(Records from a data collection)

::::::

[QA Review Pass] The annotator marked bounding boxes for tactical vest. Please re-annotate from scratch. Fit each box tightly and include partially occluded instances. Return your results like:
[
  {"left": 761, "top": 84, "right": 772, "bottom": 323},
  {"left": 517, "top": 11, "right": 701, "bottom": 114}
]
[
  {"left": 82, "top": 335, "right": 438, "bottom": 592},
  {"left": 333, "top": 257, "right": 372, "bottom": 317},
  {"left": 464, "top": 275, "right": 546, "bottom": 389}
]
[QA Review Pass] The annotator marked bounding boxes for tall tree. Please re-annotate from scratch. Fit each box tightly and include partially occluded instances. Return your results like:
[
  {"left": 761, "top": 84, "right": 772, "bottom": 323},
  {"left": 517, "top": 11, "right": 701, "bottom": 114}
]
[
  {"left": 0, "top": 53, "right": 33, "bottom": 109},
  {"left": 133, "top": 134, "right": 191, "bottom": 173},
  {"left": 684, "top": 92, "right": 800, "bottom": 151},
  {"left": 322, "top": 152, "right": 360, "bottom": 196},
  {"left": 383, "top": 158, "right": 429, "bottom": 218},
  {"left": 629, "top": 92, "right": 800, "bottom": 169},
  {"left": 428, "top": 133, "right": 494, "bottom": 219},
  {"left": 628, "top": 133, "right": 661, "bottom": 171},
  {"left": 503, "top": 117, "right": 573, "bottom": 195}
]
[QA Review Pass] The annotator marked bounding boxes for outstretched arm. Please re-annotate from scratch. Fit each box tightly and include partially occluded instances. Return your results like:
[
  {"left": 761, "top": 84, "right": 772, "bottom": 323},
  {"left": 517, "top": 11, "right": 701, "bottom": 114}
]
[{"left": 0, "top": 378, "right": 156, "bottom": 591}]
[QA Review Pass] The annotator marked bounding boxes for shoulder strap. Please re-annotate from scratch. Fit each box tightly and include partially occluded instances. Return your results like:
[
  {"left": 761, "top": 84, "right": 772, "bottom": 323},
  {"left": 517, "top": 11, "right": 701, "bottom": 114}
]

::::::

== Exercise goal ==
Print the material word for word, beginning at the line that contains "boxes for shoulder" and continuing through the last line of the material.

== Exercise answer ==
[QA Review Pass] The annotator marked bounding boxes for shoulder strap. Please re-annotate from scratch. Fit each box tightly and include partially occluded instances. Return your results like:
[
  {"left": 761, "top": 84, "right": 772, "bottom": 323},
  {"left": 517, "top": 11, "right": 701, "bottom": 114}
]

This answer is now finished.